_ACTION ITEM 1_:
Decide whether each statement below agrees with the journal club summary. Answer yes or no for each and quote the exact words of the summary that settle it.
(a) Fecal incontinence occurs in at least 2% of the population.
(b) The study looked at patients with liquid stool incontinence.
(c) There is agreement on how biofeedback training achieves its effects.
_ACTION ITEM 2_:
Use the journal club summary to answer these questions:
(a) In which journal was the study published?
(b) On what date was the journal club held?
(c) Which muscles do some believe biofeedback works primarily by strengthening?

_TEXT FOR ANALYSIS_:
►

Chiarioni G, Bassotti G, Stegagnini S, Vantini I, Whitehead WE. The American Journal of Gastroenterology. 2002;97(1):109-117.
Pelvic Physical Therapy Distance Journal Club; February 6, 2013
Prepared by Pamela Downey, PT, DPT, WCS, BCB-PMD & Kendra Boyce, SPT ’13 University of Miami School of Medicine, Department of Physical Therapy
Primary Aim: To evaluate the efficacy of biofeedback in patients with severe solid stool incontinence, assess the importance of sensory training and strength training to the success of biofeedback, and to identify patient characteristics that predict who will respond to biofeedback.
Background: Fecal incontinence occurs in at least 2% of the population and is a major cause of social and psychological disability. Although biofeedback is often used, most studies fail to control for nonspecific treatment effects such as the benefits of education and good clinical management. The mechanism by which biofeedback training effects are achieved is controversial: some argue that the most important ingredient is sensory discrimination training while others believe that biofeedback works primarily by strengthening the EAS muscles.

◄

Stored data entries
►

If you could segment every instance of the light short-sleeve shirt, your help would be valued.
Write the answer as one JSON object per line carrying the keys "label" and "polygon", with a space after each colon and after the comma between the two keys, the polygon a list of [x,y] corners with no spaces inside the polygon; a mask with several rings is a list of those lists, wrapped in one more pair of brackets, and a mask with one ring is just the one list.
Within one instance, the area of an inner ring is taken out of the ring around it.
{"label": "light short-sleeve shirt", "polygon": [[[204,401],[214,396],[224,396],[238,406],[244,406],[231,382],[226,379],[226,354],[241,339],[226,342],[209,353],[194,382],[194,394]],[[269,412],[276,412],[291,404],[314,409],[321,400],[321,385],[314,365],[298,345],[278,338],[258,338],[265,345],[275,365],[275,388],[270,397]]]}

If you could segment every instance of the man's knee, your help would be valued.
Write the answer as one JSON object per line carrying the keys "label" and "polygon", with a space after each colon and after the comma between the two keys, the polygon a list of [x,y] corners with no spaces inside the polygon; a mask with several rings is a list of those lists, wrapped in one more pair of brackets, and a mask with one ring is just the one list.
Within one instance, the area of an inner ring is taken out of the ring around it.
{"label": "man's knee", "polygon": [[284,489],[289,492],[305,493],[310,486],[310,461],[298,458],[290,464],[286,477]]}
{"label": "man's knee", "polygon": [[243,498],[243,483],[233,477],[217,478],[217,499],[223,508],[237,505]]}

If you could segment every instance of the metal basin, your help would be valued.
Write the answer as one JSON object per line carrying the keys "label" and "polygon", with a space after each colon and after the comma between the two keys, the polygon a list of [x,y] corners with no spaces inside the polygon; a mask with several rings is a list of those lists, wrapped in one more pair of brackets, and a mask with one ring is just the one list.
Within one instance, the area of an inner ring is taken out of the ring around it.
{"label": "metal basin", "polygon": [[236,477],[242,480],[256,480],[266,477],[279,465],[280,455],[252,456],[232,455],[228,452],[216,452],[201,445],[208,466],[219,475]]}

◄

_EXPECTED OUTPUT 1_:
(a) Yes: "Fecal incontinence occurs in at least 2% of the population"
(b) No: "patients with severe solid stool incontinence"
(c) No: "The mechanism by which biofeedback training effects are achieved is controversial"

_EXPECTED OUTPUT 2_:
(a) The American Journal of Gastroenterology
(b) February 6, 2013
(c) The EAS muscles